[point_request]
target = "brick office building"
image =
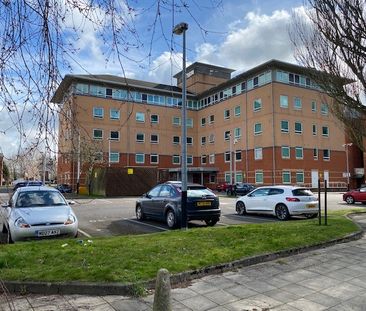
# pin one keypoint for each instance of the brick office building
(276, 122)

THE EXERCISE: Revise the items above by changing every "brick office building" to "glass office tower" and keeping the rest the same. Leave the pictures out of your answer.

RESULT OF THE TASK:
[point_request]
target = "glass office tower"
image =
# pin one keypoint for each instance of the glass office tower
(276, 122)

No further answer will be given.